[Source data]
===============

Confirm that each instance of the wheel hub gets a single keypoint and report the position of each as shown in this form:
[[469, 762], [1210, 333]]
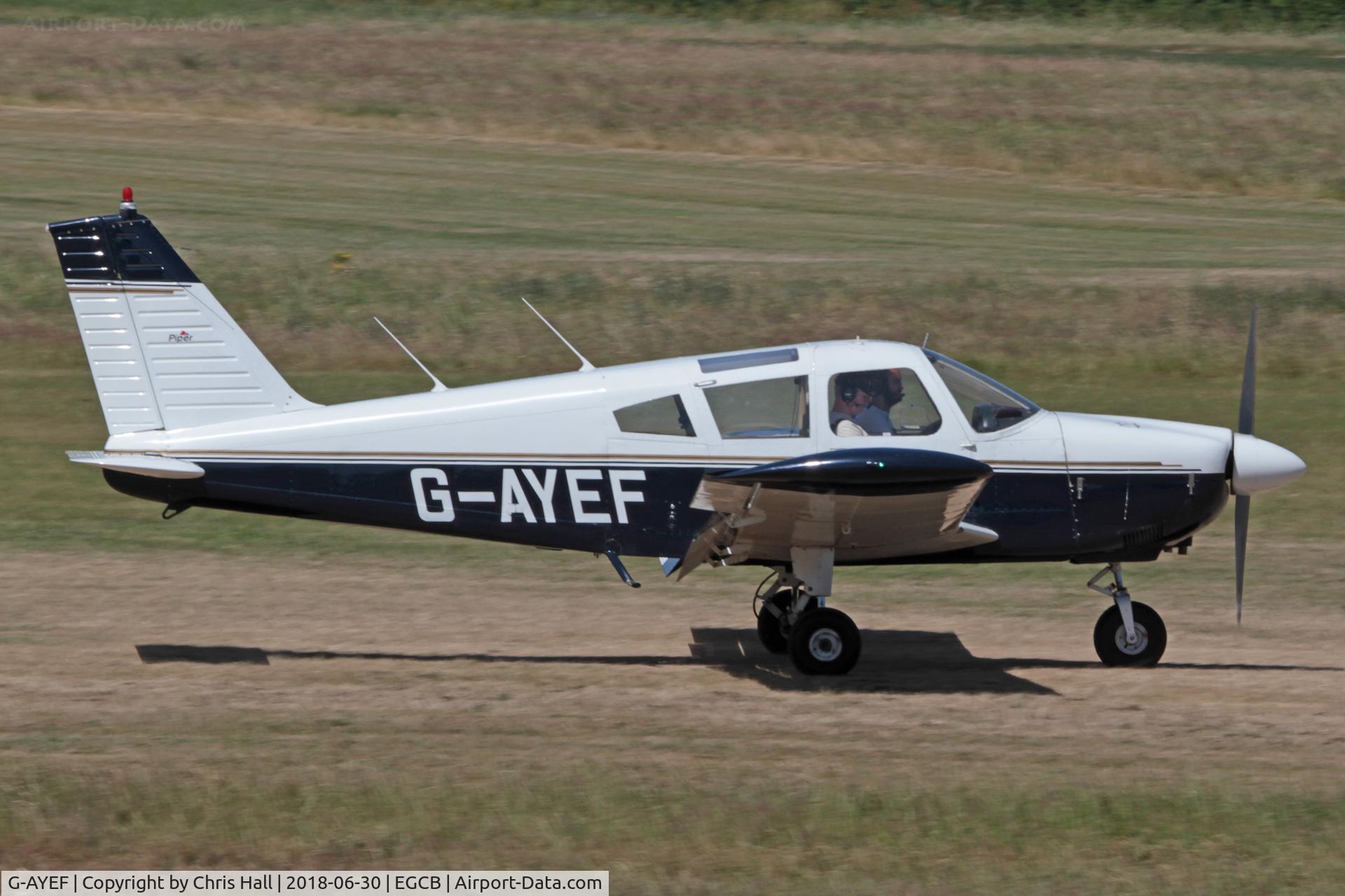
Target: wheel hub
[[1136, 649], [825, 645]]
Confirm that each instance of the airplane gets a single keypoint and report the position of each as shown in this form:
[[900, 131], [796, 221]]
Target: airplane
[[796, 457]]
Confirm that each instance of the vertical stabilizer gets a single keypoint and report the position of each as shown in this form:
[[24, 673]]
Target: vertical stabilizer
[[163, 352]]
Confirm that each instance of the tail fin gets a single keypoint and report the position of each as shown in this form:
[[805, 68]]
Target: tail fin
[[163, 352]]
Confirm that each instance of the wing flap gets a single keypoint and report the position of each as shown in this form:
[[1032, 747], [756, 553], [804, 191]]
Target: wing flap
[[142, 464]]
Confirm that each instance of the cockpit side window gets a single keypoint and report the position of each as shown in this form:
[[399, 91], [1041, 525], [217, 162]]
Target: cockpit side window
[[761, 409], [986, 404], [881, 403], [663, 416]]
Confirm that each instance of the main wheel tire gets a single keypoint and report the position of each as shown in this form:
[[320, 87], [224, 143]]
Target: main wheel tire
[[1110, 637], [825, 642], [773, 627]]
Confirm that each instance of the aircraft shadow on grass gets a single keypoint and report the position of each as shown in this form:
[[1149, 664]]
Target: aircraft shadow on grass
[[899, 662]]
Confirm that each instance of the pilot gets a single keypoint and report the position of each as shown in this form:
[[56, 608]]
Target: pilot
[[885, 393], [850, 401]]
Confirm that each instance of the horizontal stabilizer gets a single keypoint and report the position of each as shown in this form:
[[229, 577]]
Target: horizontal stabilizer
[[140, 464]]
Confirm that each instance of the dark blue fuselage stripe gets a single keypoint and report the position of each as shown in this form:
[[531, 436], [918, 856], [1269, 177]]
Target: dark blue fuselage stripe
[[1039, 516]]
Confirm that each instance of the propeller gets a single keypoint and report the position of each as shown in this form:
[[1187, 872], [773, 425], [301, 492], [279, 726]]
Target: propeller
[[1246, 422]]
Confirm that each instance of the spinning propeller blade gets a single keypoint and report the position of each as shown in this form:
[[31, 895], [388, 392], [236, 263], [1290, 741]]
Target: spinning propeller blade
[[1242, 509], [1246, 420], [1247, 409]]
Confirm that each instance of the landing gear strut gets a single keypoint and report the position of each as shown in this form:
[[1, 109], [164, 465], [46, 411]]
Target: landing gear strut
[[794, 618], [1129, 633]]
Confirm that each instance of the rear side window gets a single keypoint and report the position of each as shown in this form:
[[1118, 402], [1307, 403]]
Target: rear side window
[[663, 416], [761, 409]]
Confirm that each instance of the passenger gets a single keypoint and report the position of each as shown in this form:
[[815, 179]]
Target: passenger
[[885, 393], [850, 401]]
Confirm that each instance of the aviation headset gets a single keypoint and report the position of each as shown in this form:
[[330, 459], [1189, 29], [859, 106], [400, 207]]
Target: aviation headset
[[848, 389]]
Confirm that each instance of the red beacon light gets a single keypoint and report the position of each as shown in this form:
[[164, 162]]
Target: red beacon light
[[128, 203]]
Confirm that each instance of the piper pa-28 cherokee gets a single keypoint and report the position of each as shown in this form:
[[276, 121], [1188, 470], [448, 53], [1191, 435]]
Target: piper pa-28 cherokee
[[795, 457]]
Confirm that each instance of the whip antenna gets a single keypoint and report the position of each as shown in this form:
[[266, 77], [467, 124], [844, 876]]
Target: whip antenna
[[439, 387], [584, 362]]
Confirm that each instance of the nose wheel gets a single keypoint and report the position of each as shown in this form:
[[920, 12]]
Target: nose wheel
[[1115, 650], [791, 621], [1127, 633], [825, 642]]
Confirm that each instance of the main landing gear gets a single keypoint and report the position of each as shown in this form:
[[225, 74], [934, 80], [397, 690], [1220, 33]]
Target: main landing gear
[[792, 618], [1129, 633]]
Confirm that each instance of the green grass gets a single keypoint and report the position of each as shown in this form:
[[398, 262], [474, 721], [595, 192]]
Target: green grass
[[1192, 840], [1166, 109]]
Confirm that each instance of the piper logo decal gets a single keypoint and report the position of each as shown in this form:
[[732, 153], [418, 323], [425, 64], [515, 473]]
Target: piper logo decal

===============

> **Exercise details**
Return all of the data above word for word, leaving out the pictures.

> **Complete response**
Confirm that each instance of the wheel hub gets a single keypoint and report the position of each as shown in this form:
[[469, 762], [1210, 333]]
Target: wheel hub
[[1136, 649], [825, 645]]
Confirm that each instance of the airplane gets a single keypoint and report the position of each as shown in this form:
[[900, 131], [796, 221]]
Target: airplane
[[796, 457]]
Confirm that each instance of the vertical stabilizer gets a single keypoint and report the position of each as shown in this form:
[[24, 673]]
Target: vertical stabilizer
[[163, 352]]
Confirm that each instance of the tail fin gets a single keypoint and report the position of each as shown in this form:
[[805, 68]]
Target: tail fin
[[163, 352]]
Confirm that each instance of the wing flap gets a single keypoint and report the position of each as shown in this form:
[[1032, 747], [756, 553], [804, 191]]
Target: wing flap
[[142, 464]]
Confirm that each instance of the cockpit side window gets a single keypoint and report the position of each as shown in this form:
[[399, 91], [1041, 525], [217, 162]]
Target: cockpit side window
[[761, 409], [986, 404], [881, 403], [663, 416]]
Confirm that each instance of the main wheel tire gets a single keypoint and report the position of each as shown in this form:
[[320, 87], [224, 143]]
Target: main wheel tire
[[1110, 637], [825, 642], [773, 627]]
Confirm that each instance of the aircraft shadow on grass gets a single keypoint and report the position of each as shown in this form:
[[1149, 664]]
Target: aircraft shadow on grass
[[899, 662]]
Confirm that each instance of the pilot gets a single keypoint and report the position of each as shown in this form:
[[56, 608]]
Target: pilot
[[885, 393], [850, 401]]
Confirm that each instance of the horizontal stabilizer gets a single keypoint and report the position of each as shown in this form:
[[229, 577]]
Target: horizontal stabilizer
[[140, 464]]
Confirm that each instance of the dark blue fuselage stripe gets a single keypoint and report the position of each as shown in this form:
[[531, 436], [918, 856], [1269, 177]]
Target: dark blue fuselage stripe
[[1039, 516]]
Confirm that each instance of the propeller gets a single keypoint and report the position of each as shown in this form:
[[1187, 872], [773, 425], [301, 492], [279, 726]]
Target: propeller
[[1246, 422]]
Confirm that each instance of the spinning propeller blade gets a single keypoint and report the position of each as shown in this form:
[[31, 895], [388, 392], [236, 263], [1290, 741]]
Target: spinning propeller blade
[[1242, 509], [1246, 420], [1247, 409]]
Confirm that each instance of the landing gear strut gets a single keypoint and report the position of each as shown in this form:
[[1, 109], [164, 465], [46, 411]]
Target: landing gear strut
[[794, 618], [1129, 633]]
Confirm that each instance of the rear side window gets a single keypoint and report the position of each as shown in this form:
[[1118, 402], [1307, 403]]
Target: rear side window
[[663, 416], [761, 409]]
Confirm that each instance of the passenger gets a single keypoint and report the position of each as shown in this form:
[[815, 179]]
Target: passenger
[[885, 393], [850, 401]]
Confirm that each instance of the aviation headset gets a single keypoint and report the position of each as shown in this form:
[[330, 459], [1189, 29], [859, 106], [400, 207]]
Target: aviation headset
[[848, 389]]
Confirm that each instance of the red beacon light gets a single keypoint and report the position of each as shown in this form:
[[164, 162]]
Target: red beacon light
[[128, 203]]
Confirm that each instance of the piper pa-28 cherokee gets a single keypoint and report the position of each as shown in this form:
[[276, 121], [1188, 470], [448, 53], [1191, 435]]
Target: piper pa-28 cherokee
[[795, 457]]
Confirm that each instance of the whip antenna gets a single keypoint and report the position of each as shown in this form:
[[266, 77], [467, 124], [844, 876]]
Target: whip antenna
[[439, 387], [584, 362]]
Confirm that each instance of the nose wheel gets a single keypoint and report the position of each as shown in this form:
[[920, 12]]
Target: nose wheel
[[1115, 650], [791, 621], [1127, 633], [825, 642]]
Confirm that each instance of the main landing gear gets a single keypoint and report the position of each as shown in this form:
[[225, 74], [934, 80], [397, 690], [1220, 33]]
Target: main landing gear
[[792, 618], [1129, 633]]
Confirm that each instance of the green grass gets a single keypoint and report the position of each as shown in this form:
[[398, 262], [474, 721], [595, 192]]
Target: green grass
[[1192, 840], [1166, 109]]
Confirm that each instance of the piper logo decal gets a single keypoint and report the position of each as shown in this form:
[[732, 153], [418, 323], [425, 64], [515, 473]]
Target: piper logo decal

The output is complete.